*Problem statement*.
Find every line below that contains the string "white", matching case, and copy each one.

[Excerpts from a detection dataset]
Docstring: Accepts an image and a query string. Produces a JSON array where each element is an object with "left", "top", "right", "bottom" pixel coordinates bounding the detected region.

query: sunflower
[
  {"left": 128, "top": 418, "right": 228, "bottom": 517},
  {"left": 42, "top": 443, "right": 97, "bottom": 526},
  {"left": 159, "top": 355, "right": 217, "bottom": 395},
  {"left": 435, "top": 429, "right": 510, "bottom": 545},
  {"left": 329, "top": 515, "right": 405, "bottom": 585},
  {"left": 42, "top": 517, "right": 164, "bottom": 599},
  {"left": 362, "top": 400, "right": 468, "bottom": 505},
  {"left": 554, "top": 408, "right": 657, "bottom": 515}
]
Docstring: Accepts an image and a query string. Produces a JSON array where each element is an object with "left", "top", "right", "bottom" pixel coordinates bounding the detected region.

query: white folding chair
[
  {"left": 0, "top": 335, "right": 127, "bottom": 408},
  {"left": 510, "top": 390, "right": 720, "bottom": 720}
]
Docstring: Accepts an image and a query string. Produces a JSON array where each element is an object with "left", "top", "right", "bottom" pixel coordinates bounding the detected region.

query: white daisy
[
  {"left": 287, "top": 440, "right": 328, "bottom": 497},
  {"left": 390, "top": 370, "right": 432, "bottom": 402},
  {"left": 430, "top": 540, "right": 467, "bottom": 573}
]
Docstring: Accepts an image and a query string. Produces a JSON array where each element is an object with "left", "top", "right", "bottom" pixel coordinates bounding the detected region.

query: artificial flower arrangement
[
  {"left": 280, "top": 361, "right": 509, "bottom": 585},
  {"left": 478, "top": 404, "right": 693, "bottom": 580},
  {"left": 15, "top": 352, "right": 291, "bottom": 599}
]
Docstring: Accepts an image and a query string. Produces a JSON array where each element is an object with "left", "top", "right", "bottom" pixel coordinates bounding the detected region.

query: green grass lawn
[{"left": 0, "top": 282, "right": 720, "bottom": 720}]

*Output of the exercise*.
query: white folding chair
query: white daisy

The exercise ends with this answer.